[Stated task]: Copy out the data below, swapping "put a marker on" for "place a dot on" everywhere it occurs and leaving everything else untouched.

[begin Dataset records]

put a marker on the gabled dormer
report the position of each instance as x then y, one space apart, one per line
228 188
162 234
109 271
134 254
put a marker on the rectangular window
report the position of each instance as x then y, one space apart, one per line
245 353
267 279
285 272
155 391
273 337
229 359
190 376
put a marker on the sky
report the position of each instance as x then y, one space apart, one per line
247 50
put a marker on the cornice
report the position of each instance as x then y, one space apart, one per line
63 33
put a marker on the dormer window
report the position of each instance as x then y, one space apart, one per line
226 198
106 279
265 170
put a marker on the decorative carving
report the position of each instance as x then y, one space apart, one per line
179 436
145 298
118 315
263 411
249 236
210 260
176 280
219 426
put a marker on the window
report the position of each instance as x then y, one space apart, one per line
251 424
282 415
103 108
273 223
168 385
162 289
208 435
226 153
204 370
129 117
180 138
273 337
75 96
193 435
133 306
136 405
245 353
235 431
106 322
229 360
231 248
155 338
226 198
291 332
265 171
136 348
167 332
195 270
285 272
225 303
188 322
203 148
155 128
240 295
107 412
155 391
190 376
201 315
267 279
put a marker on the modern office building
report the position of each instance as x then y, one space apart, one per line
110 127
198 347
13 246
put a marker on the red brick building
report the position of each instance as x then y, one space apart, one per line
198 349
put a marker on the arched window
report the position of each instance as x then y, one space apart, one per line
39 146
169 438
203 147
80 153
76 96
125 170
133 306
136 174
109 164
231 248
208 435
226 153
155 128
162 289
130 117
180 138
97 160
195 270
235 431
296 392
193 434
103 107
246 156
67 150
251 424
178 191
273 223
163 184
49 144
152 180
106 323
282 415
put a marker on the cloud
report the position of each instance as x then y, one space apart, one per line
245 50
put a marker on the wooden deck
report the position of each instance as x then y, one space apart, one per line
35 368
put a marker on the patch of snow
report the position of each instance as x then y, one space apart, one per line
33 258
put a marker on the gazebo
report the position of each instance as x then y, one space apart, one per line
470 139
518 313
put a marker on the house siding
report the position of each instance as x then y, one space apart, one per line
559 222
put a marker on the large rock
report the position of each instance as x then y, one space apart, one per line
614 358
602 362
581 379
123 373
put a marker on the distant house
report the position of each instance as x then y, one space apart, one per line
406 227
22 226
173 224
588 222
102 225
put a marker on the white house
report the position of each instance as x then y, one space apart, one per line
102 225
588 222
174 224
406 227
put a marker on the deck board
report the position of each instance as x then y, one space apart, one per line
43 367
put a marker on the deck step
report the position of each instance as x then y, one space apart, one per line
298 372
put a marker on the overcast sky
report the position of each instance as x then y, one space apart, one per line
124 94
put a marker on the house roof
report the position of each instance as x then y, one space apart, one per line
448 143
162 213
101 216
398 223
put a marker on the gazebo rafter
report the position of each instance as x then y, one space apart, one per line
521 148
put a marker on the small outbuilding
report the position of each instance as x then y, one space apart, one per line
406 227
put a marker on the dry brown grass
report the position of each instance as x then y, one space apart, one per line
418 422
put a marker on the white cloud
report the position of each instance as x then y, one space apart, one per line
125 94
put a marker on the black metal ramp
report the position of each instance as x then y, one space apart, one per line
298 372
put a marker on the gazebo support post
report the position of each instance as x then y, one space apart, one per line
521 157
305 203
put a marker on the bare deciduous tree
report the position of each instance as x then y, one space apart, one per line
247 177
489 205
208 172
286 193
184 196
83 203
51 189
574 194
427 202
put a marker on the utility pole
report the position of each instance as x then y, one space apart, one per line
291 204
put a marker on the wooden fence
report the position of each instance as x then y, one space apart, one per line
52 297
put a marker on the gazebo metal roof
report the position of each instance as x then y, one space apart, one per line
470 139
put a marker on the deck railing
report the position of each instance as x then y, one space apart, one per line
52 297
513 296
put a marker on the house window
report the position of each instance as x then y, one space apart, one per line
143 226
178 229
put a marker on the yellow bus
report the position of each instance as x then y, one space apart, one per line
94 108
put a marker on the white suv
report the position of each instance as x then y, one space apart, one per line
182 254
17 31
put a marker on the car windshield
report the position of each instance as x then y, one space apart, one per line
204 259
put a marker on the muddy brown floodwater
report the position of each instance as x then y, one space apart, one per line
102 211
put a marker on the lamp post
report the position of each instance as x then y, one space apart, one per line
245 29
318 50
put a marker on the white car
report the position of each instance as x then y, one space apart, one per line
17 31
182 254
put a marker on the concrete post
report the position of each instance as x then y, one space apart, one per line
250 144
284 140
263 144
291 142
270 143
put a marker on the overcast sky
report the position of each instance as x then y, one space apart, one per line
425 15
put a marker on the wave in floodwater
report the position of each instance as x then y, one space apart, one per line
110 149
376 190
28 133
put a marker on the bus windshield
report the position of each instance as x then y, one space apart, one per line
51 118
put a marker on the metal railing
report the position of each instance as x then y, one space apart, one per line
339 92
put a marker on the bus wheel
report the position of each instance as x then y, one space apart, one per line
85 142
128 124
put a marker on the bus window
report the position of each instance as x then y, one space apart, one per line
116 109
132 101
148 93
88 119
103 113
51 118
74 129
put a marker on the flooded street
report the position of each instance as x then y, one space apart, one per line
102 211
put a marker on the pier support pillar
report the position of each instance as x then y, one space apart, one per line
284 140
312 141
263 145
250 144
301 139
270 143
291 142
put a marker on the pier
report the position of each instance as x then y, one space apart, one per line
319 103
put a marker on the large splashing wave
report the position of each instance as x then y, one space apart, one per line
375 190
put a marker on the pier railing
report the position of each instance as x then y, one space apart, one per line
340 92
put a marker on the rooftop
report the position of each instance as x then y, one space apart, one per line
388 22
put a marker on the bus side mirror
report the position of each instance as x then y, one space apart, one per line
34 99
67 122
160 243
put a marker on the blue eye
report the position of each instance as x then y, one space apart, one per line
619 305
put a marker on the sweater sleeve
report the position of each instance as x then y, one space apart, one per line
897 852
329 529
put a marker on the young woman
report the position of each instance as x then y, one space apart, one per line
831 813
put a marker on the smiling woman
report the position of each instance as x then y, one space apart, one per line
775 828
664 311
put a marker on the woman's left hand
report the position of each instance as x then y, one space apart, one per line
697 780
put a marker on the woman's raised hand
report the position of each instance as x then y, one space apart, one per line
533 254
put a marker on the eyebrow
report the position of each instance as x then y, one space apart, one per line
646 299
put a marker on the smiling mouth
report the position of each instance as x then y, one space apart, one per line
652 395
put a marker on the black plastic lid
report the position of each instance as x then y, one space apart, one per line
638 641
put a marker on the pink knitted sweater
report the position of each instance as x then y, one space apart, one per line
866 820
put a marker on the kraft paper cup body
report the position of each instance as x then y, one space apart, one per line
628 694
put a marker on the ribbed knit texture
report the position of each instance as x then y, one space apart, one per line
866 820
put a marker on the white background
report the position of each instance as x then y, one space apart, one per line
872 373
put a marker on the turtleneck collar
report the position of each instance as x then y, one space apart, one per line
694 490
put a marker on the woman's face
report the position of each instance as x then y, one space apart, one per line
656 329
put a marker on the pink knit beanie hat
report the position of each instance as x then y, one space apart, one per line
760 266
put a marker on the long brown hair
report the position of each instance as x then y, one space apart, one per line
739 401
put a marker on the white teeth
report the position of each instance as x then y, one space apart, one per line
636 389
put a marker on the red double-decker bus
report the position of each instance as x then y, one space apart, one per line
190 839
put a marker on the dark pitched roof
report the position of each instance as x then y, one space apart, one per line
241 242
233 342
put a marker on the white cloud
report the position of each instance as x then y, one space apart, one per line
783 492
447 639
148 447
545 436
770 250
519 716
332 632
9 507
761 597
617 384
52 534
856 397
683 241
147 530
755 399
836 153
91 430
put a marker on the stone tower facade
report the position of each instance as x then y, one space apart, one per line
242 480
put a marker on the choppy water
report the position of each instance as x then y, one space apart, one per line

[end Dataset records]

[Solution to the exercise]:
place a dot on the gabled dormer
report the position of each instance as x then y, one space apart, one per line
228 188
162 234
109 271
134 254
place a dot on the rectangular window
report the position of each instance as x then y, one space apart, one per line
245 353
267 279
285 272
155 391
273 337
229 359
190 376
place a dot on the sky
report the position of each instance as x then y, one space apart, one per line
247 50
place a dot on the cornice
report the position of each instance as x then y, one space apart, one per line
63 33
place a dot on the dormer window
report the position of each instance as x then y, one space apart, one per line
226 198
106 279
265 170
place a dot on the decorative carving
report the position of each instance as x then y, one space apart, one per line
179 436
145 298
118 315
263 411
249 236
210 260
176 280
219 426
place a dot on the window
report the position of each instance as x then y, one space apart, one per line
251 424
282 415
103 108
273 223
168 385
162 289
208 435
226 153
204 370
129 117
180 138
273 337
75 96
193 435
133 306
136 405
245 353
235 431
106 322
229 360
231 248
155 338
226 198
291 332
265 171
136 348
167 332
195 270
285 272
225 303
188 322
203 148
155 128
240 295
107 412
155 391
190 376
201 315
267 279
place a dot on the modern office building
report the position of each instance as x then y, one space apart, one per line
110 127
198 347
13 246
place a dot on the red brick building
report the position of each instance as x then y, one space apart, one per line
198 349
place a dot on the arched window
report the position of each instance as x then y, one space apart, one per line
39 146
169 438
203 147
80 153
76 96
125 170
133 306
136 174
109 164
231 248
208 435
226 153
155 128
162 289
130 117
180 138
97 160
195 270
235 431
296 392
193 434
103 107
246 156
67 150
251 424
178 191
273 223
163 184
49 144
152 180
106 323
282 415
place a dot on the cloud
report the position of each instance as x then y, one space apart, one per line
245 50
place a dot on the wooden deck
report the position of each instance as x then y, one space apart, one per line
35 368
place a dot on the patch of snow
report the position of each instance as x then y, one space apart, one per line
33 258
place a dot on the gazebo
report the position of each instance as x then y, one space apart, one per line
470 139
518 313
place a dot on the house siding
report the position of each instance as x then y, one space apart, one per line
559 222
place a dot on the large rock
report the position of each instance as x then y, one space apart, one per line
614 358
602 362
581 379
123 373
place a dot on the distant house
report the position of each instance as x then y, one space apart, one per line
406 227
22 226
173 224
588 222
102 225
place a dot on the white house
report the position of each instance as x then y, one space apart, one per line
102 225
588 222
174 224
406 227
place a dot on the deck board
report the position of each instance as x then y, one space apart, one per line
43 367
place a dot on the deck step
report the position of each instance as x then y, one space apart, one per line
298 372
place a dot on the overcast sky
report the position of each instance as x then y, one space apart, one per line
124 94
place a dot on the house roof
report the position of each instance as x then y, one space apart, one per line
448 143
162 213
101 216
398 223
place a dot on the gazebo rafter
report the position of each instance as x then y, one space apart, one per line
521 148
place a dot on the small outbuilding
report the position of each instance as x then y, one space apart, one per line
406 227
place a dot on the dry brown grass
report the position of each instance as x then y, one space apart, one per line
418 422
place a dot on the white cloud
report the position of each instance as x then y, one space apart, one per line
125 94
place a dot on the black metal ramp
report the position of each instance as x then y, one space apart, one per line
298 372
place a dot on the gazebo support post
report the position of each instance as x then y, one space apart, one per line
521 157
305 203
place a dot on the bare deciduous tree
report the position of each instance as x then y, one space apart, one per line
247 177
489 205
208 172
286 193
184 196
83 203
51 189
574 194
427 202
place a dot on the utility pole
report the position of each instance as x then y, one space apart, one per line
291 204
place a dot on the wooden fence
report the position of each instance as x then y, one space apart, one per line
52 297
place a dot on the gazebo metal roof
report the position of each instance as x then y, one space apart, one per line
470 139
place a dot on the deck railing
report the position of each instance as x then y, one space apart, one per line
52 297
513 296
place a dot on the house window
report the position of each instance as x then y, one space apart, one per line
143 226
178 229
place a dot on the yellow bus
report the position of each instance as x then y, one space apart, one per line
94 108
place a dot on the white suv
report the position of each instance as x then y, one space apart, one per line
182 254
17 31
place a dot on the car windshield
report the position of each instance as x then y, one space apart, one per line
204 259
place a dot on the muddy brown floodwater
report the position of each instance as x then y, one space apart, one per line
102 211
place a dot on the lamp post
report the position of each instance as x then y, one space apart, one per line
245 29
318 50
place a dot on the white car
report the position of each instance as x then y, one space apart, one per line
17 31
182 254
place a dot on the concrete post
report the position of each instance as x then y, one space apart, one per line
250 144
284 140
263 144
291 142
270 143
place a dot on the overcast sky
report the position of each instance as x then y, one space apart, one per line
425 15
place a dot on the wave in floodwater
report the position of each instance as x then y, one space apart, one per line
110 149
376 190
28 133
place a dot on the bus windshield
report the position of each instance as x then y, one space apart, one per line
51 118
place a dot on the metal railing
report the position of each instance as x then y, one space apart, one per line
339 92
place a dot on the bus wheel
report the position of each instance as x then y, one space apart, one per line
85 142
128 124
place a dot on the bus window
report the position of each instance as x then y, one space apart, one per line
116 109
132 101
148 93
88 119
103 113
51 118
74 129
place a dot on the flooded street
report the position of each instance as x then y, one space apart, one per line
102 211
place a dot on the pier support pillar
report the position of each instance as x then y, one space apart, one per line
284 140
312 141
263 145
250 144
301 139
270 143
291 142
place a dot on the pier
report the position of each instance as x then y, one space apart, one per line
319 103
place a dot on the large splashing wave
report the position of each instance as x then y, one space apart, one per line
375 190
place a dot on the pier railing
report the position of each instance as x then y, one space apart, one per line
340 92
place a dot on the rooftop
report the position of each instance as x then y, one space apart, one per line
388 22
place a dot on the bus side mirror
report the position of each instance as x then y, one space apart, one per line
34 99
67 122
160 243
place a dot on the blue eye
report the position of each instance as x then y, one space apart, one per line
619 305
place a dot on the sweater sleeve
report the position of each instance as x then y, one space apart, one per line
897 852
329 529
place a dot on the young woman
report the position of each instance as x then y, one space apart, one per line
831 813
place a dot on the smiling woman
report the position of each instance as x then y, one space apart, one per line
775 828
664 311
place a dot on the woman's left hand
report the position of each instance as x then y, one space apart, one per line
697 780
place a dot on the woman's raised hand
report the position of each instance as x then y, one space apart, one per line
533 254
place a dot on the eyebrow
report the position of each instance as x then y, one space apart, one per line
646 299
place a dot on the smiling mouth
report the position of each instance as x then y, one space apart, one per line
652 395
place a dot on the black plastic lid
report the position of each instance as x then y, one space apart, one per line
638 641
place a dot on the pink knitted sweater
report the position of each instance as x then y, one space apart, one per line
866 820
place a dot on the kraft paper cup body
report the position of each instance as x then y, one space apart, one per line
628 694
place a dot on the ribbed knit texture
report the position of each instance as x then y, one space apart, one per line
866 820
place a dot on the white background
report the position of each instance as x then y, one space apart, one per line
872 373
place a dot on the turtleneck collar
report the position of each instance as x then y, one space apart, one per line
694 490
place a dot on the woman's face
report the position of each instance as x then y, one space apart, one per line
656 329
place a dot on the pink knit beanie hat
report the position of each instance as x then y, one space apart, one per line
760 266
place a dot on the long brown hair
report the position of each instance as x then y, one space apart, one per line
739 401
place a dot on the white teeth
report the position of each instance as x then y, one space apart, one per line
636 389
place a dot on the red double-decker bus
report the position of each instance as x then y, one space apart, one per line
190 839
place a dot on the dark pitched roof
report the position of each instance as x then y, one space apart, one per line
241 242
233 342
place a dot on the white cloud
report the position of each instance as x then y, one space apart, one per line
783 492
447 639
148 447
545 436
770 250
519 716
332 632
9 507
761 597
617 384
52 534
856 397
683 241
147 530
755 399
836 153
91 430
place a dot on the stone tower facade
report the position of each instance as x then y, one space apart, one per line
242 480
place a dot on the choppy water
report the position of each instance as x then y, one space apart, one per line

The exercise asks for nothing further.